Even more fun are the icebreakers where you have to go around the room and each person is asked to BS about something many have no knowledge of or interest in!
LOL!! we call that our Monday morning meetings!
Reflecting on a speech class in senior year...It was common for the teacher to randomly change course and call on someone to give a 30 second spiel on a topic. Sometimes It was downright hilarious!
Being on the spot, requires attentiveness to the audience and the quick recovery from follower to leader.
I took public speaking my junior year in high school. I had to write a report on some subject, for both American History, and for Public Speaking. I talked my two teachers into letting me submit the report both places as it would be long with diagrams and extensive. It was how the Atomic Bomb works. I knew nothing about the subject, and relied on sources like Popular Mechanic Magazine and some others for my sources.
It ended up being 15 pages long. I gave the history teacher the carbon copy, and the original for public speaking. I was told it was so good, I was to a week later to speak for the entire class, and educate the class. When I got to the class, my Chemistry Teacher was there to hear it. He taught Chemistry, Biology, and general science courses. A great guy, and I got along with him real well.
I gave my speech diagramming on the black board, and a real snow job. Speaking to groups never bothered me. I knew if I spoke like I knew what I was doing, and really snowed the students and my teacher. When we were done, the Chemistry Teacher was asked, and he told them I did a brilliant job of explaining things. Then he asked me to walk to my next class with him which was Chemistry. As soon as we got out of the building, he told me, "If you ever try to pull a snow job like that in my class I will flunk you for the entire year". Trying to get out of it, I asked him how he knew how the bomb worked, and he dropped the bomb shell. He was a Major in the army and had spent his tour of duty working at the Manhattan Project where they developed the bomb. Here I realized I was trying to snow the one man in the county that knew how the bomb worked. As soon as the Korean War started he was called back into the Army doing the same type of work. He had so much time in by the end of the War and they gave him his first star as a General and stayed till he retired as a 2 Star.
He taught me one thing, if you are going to make a speech, only speak on a subject you really know and understand, or there will be someone in the audience that can call you out and make a fool out of you. It was something I never forgot and I have spoken to over 2,000 people a few times, and that one lesson was a valuable thing to learn.
why is it so hard to speak in front of a group? people overshare their lives on facebook as is, it isn't like people are shy...
I don't share my life on facebook and it's two totally different things. It's natural to have a fear of public speaking i have a huge fear i probably would barf right after. I honestly think people who have absolutely no fear whatsoever speaking in front of large crowds have some sortof mental disorder because it's natural to have fear and you have none? hmmm
Lastly i don't work in the corporate world so i don't have to worry about that.
I don't share my life on facebook and it's two totally different things. It's natural to have a fear of public speaking i have a huge fear i probably would barf right after. I honestly think people who have absolutely no fear whatsoever speaking in front of large crowds have some sortof mental disorder because it's natural to have fear and you have none? hmmm
Lastly i don't work in the corporate world so i don't have to worry about that.

■ **Work request 1**
In the public speaking discussion, where did the chemistry teacher spend his tour of duty in the army?
■ **Work request 2**
Duplicate everything in the public speaking discussion from "I took public" down to "for my sources.".
■ **Work request 3**
Write the next part of the public speaking discussion, starting after its final sentence.

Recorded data
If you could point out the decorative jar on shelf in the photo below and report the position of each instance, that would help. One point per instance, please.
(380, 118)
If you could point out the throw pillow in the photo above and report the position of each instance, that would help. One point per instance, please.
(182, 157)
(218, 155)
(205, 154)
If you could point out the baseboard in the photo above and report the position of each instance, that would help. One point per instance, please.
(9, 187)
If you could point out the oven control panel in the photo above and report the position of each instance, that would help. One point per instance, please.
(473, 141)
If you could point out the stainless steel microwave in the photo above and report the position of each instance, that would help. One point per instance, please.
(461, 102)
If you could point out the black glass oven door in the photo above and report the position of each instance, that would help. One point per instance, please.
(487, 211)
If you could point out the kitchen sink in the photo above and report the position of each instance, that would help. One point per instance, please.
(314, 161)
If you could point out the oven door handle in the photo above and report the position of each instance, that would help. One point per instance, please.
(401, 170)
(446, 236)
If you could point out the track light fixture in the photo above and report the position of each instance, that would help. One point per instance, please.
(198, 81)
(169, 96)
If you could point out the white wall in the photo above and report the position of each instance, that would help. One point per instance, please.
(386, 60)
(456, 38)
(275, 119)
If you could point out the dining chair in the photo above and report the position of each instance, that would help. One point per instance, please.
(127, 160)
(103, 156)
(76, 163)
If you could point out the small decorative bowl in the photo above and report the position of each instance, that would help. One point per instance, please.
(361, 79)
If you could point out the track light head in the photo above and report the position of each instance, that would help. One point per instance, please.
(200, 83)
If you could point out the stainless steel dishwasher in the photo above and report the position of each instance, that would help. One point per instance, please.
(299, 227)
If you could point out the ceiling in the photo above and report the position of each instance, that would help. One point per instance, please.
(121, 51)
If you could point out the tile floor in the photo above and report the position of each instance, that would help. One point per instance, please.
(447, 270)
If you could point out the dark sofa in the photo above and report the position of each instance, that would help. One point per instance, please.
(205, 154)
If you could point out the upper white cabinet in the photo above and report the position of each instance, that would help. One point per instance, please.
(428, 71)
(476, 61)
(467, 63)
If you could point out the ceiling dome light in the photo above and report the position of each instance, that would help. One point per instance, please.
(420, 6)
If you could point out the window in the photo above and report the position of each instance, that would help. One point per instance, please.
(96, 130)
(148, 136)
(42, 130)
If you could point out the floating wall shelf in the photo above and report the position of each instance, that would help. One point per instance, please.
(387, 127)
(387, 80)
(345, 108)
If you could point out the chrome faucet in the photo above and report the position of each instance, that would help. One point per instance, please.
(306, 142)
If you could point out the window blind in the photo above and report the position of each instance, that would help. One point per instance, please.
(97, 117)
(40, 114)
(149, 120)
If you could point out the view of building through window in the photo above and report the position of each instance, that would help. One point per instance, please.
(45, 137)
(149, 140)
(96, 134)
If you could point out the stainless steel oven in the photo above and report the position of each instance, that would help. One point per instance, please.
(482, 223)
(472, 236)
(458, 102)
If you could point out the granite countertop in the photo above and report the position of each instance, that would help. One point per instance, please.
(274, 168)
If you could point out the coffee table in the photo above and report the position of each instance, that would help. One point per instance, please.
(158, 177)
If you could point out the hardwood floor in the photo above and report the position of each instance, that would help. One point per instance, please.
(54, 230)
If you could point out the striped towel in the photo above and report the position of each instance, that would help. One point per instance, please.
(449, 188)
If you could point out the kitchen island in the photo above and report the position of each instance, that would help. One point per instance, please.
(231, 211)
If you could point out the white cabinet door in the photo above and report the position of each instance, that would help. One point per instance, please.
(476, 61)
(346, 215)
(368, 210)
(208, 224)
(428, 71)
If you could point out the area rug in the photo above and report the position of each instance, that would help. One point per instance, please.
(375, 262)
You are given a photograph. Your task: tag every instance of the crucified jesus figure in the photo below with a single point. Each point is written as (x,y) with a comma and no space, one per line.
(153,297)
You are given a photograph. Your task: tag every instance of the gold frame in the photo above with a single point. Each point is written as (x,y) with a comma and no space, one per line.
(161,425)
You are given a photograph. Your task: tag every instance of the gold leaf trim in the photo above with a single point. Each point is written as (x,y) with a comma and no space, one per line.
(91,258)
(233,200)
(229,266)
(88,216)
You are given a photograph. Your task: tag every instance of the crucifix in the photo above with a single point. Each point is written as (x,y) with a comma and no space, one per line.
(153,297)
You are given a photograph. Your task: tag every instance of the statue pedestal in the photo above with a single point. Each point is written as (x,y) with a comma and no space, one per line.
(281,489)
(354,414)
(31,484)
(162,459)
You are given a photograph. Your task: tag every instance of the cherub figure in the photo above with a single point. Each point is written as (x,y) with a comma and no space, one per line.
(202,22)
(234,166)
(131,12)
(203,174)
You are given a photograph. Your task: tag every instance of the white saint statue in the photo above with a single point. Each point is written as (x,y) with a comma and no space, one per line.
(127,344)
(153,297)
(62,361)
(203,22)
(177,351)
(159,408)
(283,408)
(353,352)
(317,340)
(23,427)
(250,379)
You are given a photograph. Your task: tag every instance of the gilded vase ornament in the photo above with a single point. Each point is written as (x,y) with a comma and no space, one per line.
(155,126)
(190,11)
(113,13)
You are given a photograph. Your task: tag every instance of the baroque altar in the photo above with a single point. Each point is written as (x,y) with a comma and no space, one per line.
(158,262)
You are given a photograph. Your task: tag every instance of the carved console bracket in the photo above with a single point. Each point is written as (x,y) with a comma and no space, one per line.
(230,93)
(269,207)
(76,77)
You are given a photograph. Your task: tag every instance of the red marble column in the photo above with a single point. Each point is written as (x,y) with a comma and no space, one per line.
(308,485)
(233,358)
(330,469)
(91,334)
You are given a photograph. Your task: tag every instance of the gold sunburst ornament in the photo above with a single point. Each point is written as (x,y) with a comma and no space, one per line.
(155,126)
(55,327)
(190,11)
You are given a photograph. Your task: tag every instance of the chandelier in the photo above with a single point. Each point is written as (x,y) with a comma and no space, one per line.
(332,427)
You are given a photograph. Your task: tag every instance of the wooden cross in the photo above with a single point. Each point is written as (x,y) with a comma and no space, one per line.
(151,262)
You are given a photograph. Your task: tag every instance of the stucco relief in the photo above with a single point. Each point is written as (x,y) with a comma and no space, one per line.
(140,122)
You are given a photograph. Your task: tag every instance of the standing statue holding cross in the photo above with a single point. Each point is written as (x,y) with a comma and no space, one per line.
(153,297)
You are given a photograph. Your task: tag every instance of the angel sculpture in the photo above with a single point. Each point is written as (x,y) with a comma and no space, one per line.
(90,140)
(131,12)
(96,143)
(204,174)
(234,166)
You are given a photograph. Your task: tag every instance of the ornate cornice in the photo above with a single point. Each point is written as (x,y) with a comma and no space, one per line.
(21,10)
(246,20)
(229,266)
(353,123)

--

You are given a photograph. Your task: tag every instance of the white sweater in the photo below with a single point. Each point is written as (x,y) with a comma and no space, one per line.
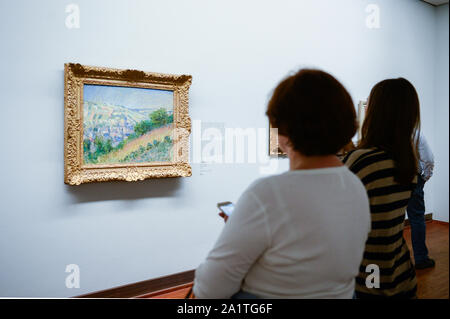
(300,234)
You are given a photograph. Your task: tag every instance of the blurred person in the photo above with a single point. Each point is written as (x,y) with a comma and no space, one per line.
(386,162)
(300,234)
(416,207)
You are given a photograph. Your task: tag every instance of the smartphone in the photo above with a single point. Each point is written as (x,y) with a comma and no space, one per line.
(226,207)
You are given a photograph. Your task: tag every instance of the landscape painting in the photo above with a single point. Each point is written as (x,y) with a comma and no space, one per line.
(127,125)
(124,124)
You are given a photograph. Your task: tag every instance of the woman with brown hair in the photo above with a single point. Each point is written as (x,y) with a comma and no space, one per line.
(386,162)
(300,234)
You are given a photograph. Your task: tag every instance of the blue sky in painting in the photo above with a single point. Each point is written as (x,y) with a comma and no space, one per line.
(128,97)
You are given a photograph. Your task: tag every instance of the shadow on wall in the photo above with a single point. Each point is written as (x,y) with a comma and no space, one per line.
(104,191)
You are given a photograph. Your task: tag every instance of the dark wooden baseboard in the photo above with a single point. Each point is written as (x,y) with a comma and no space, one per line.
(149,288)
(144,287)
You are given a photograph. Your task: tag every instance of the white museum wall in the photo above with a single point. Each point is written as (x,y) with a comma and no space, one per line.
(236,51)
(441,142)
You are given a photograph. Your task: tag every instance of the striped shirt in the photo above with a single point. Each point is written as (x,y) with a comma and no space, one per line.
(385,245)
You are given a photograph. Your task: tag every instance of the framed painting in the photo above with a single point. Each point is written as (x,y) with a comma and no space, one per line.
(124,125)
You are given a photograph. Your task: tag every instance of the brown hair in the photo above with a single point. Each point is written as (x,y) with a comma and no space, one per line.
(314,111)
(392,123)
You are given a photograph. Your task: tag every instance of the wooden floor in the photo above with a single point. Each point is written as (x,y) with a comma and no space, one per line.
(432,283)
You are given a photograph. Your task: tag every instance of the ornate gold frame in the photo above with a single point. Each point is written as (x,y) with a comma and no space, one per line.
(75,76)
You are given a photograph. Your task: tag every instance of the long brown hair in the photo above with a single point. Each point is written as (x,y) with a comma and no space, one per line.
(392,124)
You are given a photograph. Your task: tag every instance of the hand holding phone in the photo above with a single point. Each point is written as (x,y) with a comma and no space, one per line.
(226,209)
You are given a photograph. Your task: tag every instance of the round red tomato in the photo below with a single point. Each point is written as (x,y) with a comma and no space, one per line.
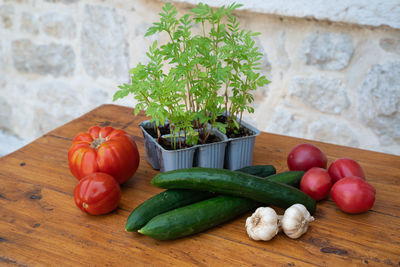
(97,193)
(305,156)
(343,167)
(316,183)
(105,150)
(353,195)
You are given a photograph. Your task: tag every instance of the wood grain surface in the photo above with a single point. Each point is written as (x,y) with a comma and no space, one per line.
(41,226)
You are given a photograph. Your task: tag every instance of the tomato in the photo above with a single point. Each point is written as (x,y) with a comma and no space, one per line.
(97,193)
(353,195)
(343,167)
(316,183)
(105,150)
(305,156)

■ **Your response 1**
He spent it working at the Manhattan Project, where the atomic bomb was developed.

■ **Your response 2**
I took public speaking my junior year in high school. I had to write a report on some subject, for both American History, and for Public Speaking. I talked my two teachers into letting me submit the report both places as it would be long with diagrams and extensive. It was how the Atomic Bomb works. I knew nothing about the subject, and relied on sources like Popular Mechanic Magazine and some others for my sources.

■ **Your response 3**
who cares about fear, you gotta do what you gotta do... man up and get it done
they don't care if you are a polished speaker or not, they know it isn't your job to be a public speaker
stumble, get flustered, stutter, it doesn't matter, as long as you do it with confidence, everyone will overlook the rest of it
if you can't speak with confidence about yourself, you have low self esteem
Good point, but as a teacher your just dealing with children all day, and you grow into the position because you're doing it all day everyday.
As a teacher you also get up and speakto the most critical audience of them all.....the parents. You do not just speak in front of kids all day. You also speak in front of other well educated people on a regular basis. County, regional,and state teacher's meetings had me up in front of large numbers of fellow teachers, motivating them to try new things, telling them how I did things in my classroom, and presenting new concepts.
90% of the people there don't give a monkey's wotsit about how you perform.
Of the 10% that judge, they already judge you for your hair, what you're wearing, how much you weigh or something else anyway - who cares.
The point of the exercise, is to introduce you. That's what happened. You're good.
Pretty much this. And of out of those 90%, 55% probably weren't even paying attention.
And no matter how bad you think you did - unless something you said resonated with them, most probably forgot your intro by the time the next person started.
I started with a new company a few months ago and we had our quartely meeting today with about 60 people in a room with the owner and president in the front row. Well they randomly wanted the new hired to go up and introduce themselves. I was like "oh ****." I had a few minutes to prepare and used to shake doing speeches. And with the whole company watching for me to screw up. What made it worse is the people in front of me seemed great. Well I'm not sure how I did. I talked about how great the people and culture was and talked about my background. I tend to think I do worse in speeches than I really do. Can anyone relate to this situation or have their company do something similar?
Was it an actual speech to address everyone or mingling around the room saying hello individually?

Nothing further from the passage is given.